# Data rows
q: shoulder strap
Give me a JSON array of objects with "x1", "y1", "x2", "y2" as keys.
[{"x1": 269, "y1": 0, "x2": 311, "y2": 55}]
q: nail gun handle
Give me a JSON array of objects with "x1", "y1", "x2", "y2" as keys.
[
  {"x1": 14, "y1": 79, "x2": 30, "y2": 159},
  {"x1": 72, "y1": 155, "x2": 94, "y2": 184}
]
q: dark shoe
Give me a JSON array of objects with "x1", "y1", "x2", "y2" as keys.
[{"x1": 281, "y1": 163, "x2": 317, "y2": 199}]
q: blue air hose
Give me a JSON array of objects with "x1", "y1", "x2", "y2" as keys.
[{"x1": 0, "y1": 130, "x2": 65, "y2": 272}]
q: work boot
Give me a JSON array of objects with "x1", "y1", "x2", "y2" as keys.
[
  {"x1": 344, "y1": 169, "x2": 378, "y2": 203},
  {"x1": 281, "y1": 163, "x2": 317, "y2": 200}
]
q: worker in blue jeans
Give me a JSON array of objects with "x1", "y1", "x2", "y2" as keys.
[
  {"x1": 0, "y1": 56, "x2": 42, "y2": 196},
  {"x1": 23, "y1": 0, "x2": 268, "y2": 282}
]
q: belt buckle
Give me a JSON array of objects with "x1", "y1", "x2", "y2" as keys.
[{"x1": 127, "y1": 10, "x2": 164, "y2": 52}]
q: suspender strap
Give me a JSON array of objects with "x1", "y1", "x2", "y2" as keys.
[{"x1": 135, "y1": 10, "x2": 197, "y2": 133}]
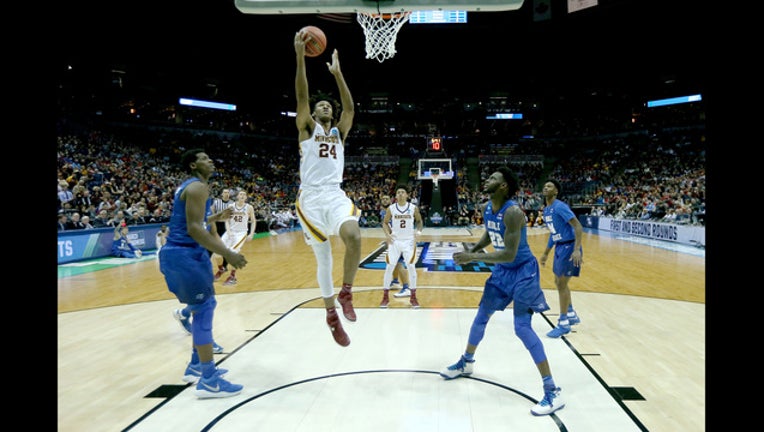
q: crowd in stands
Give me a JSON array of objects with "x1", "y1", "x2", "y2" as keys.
[{"x1": 57, "y1": 96, "x2": 706, "y2": 235}]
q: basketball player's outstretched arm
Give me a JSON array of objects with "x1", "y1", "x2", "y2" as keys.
[
  {"x1": 326, "y1": 49, "x2": 355, "y2": 141},
  {"x1": 294, "y1": 32, "x2": 313, "y2": 141}
]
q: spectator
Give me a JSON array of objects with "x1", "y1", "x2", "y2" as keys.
[
  {"x1": 82, "y1": 216, "x2": 95, "y2": 229},
  {"x1": 66, "y1": 213, "x2": 85, "y2": 230},
  {"x1": 58, "y1": 211, "x2": 69, "y2": 231}
]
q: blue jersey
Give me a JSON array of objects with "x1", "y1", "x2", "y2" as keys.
[
  {"x1": 480, "y1": 200, "x2": 549, "y2": 313},
  {"x1": 483, "y1": 200, "x2": 535, "y2": 268},
  {"x1": 159, "y1": 177, "x2": 215, "y2": 305},
  {"x1": 111, "y1": 234, "x2": 135, "y2": 258},
  {"x1": 544, "y1": 199, "x2": 576, "y2": 249},
  {"x1": 167, "y1": 177, "x2": 212, "y2": 245}
]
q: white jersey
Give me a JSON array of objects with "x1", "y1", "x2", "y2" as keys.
[
  {"x1": 226, "y1": 202, "x2": 254, "y2": 232},
  {"x1": 300, "y1": 122, "x2": 345, "y2": 189},
  {"x1": 387, "y1": 202, "x2": 416, "y2": 242}
]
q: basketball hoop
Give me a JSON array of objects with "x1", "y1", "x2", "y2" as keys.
[{"x1": 356, "y1": 11, "x2": 412, "y2": 62}]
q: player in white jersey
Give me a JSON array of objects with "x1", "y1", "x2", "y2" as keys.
[
  {"x1": 213, "y1": 189, "x2": 257, "y2": 285},
  {"x1": 294, "y1": 32, "x2": 361, "y2": 346},
  {"x1": 379, "y1": 186, "x2": 424, "y2": 308}
]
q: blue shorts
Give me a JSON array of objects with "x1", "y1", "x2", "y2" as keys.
[
  {"x1": 552, "y1": 241, "x2": 584, "y2": 277},
  {"x1": 480, "y1": 258, "x2": 550, "y2": 312},
  {"x1": 159, "y1": 243, "x2": 215, "y2": 305}
]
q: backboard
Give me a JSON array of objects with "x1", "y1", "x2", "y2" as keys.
[
  {"x1": 416, "y1": 158, "x2": 454, "y2": 180},
  {"x1": 235, "y1": 0, "x2": 524, "y2": 15}
]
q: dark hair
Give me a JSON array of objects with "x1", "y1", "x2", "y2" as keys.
[
  {"x1": 309, "y1": 91, "x2": 342, "y2": 121},
  {"x1": 496, "y1": 166, "x2": 520, "y2": 196},
  {"x1": 547, "y1": 179, "x2": 562, "y2": 195},
  {"x1": 180, "y1": 148, "x2": 204, "y2": 171},
  {"x1": 395, "y1": 185, "x2": 411, "y2": 195}
]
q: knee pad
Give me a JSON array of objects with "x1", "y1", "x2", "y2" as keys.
[
  {"x1": 467, "y1": 307, "x2": 493, "y2": 346},
  {"x1": 191, "y1": 296, "x2": 218, "y2": 345},
  {"x1": 515, "y1": 313, "x2": 546, "y2": 364},
  {"x1": 311, "y1": 240, "x2": 334, "y2": 297}
]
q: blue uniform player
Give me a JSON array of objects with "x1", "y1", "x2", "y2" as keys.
[
  {"x1": 440, "y1": 167, "x2": 565, "y2": 415},
  {"x1": 540, "y1": 180, "x2": 584, "y2": 338},
  {"x1": 159, "y1": 149, "x2": 247, "y2": 398}
]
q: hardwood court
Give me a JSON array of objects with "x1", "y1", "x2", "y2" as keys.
[{"x1": 58, "y1": 229, "x2": 705, "y2": 432}]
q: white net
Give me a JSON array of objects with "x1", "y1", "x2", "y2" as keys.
[{"x1": 357, "y1": 11, "x2": 411, "y2": 63}]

# The task
Can you convert the records, from the line containing "q: hardwood court" through the end, into a Markdown table with a Row column for the row number and a Text column for the line, skipping any blank lines?

# Solution
| Row | Text |
|---|---|
| 1 | q: hardwood court |
| 2 | Give me a JSON array of objects with "x1", "y1", "x2", "y2" as keys. |
| 3 | [{"x1": 58, "y1": 229, "x2": 705, "y2": 432}] |
| 4 | q: white net |
| 5 | Give me a JSON array of objects with "x1", "y1", "x2", "y2" as keys. |
| 6 | [{"x1": 357, "y1": 11, "x2": 411, "y2": 63}] |